### Job
Recast the records below as a Markdown table with the columns Row and Line, numbering each row and omitting blank lines. Begin at the line that contains "detect every parked" and stop after the line that contains "(739, 68), (821, 169)".

### Records for this exercise
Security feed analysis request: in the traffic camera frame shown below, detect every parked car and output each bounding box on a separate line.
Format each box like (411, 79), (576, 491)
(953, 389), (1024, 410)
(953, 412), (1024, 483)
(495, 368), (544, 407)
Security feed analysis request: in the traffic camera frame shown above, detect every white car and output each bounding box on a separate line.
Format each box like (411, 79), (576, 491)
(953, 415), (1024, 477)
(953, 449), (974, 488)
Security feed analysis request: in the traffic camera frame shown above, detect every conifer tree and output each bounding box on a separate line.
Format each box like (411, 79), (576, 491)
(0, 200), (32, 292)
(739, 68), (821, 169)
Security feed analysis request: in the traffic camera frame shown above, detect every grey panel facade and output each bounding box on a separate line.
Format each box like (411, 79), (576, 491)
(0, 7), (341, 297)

==

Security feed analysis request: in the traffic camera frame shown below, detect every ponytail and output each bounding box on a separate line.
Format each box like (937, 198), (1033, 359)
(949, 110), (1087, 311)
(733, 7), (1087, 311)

==

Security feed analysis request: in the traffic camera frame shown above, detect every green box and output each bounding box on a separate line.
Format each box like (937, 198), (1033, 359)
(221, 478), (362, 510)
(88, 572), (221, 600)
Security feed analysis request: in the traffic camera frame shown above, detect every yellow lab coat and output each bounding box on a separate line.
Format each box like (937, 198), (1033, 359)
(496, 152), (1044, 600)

### Expected output
| Row | Line |
|---|---|
| 1 | Security feed analysis request: in the traffic camera frame shown below, detect every parked car and output each bounding box on a separate line. |
| 2 | Format each box like (411, 79), (576, 491) |
| 3 | (953, 389), (1024, 410) |
| 4 | (953, 412), (1024, 483) |
| 5 | (495, 368), (544, 407) |
| 6 | Security feed analysis request: in the traffic camera frame shown above, detect every white car and output each bounding box on a separate line. |
| 7 | Format each box like (411, 79), (576, 491) |
| 8 | (953, 415), (1024, 477) |
| 9 | (953, 449), (974, 488) |
| 10 | Security feed analysis request: in the traffic camera frame shown above, detect every conifer tree and output each bounding box on a separate line. |
| 11 | Format each box like (411, 79), (576, 491) |
| 12 | (0, 200), (32, 292) |
| 13 | (739, 68), (821, 169) |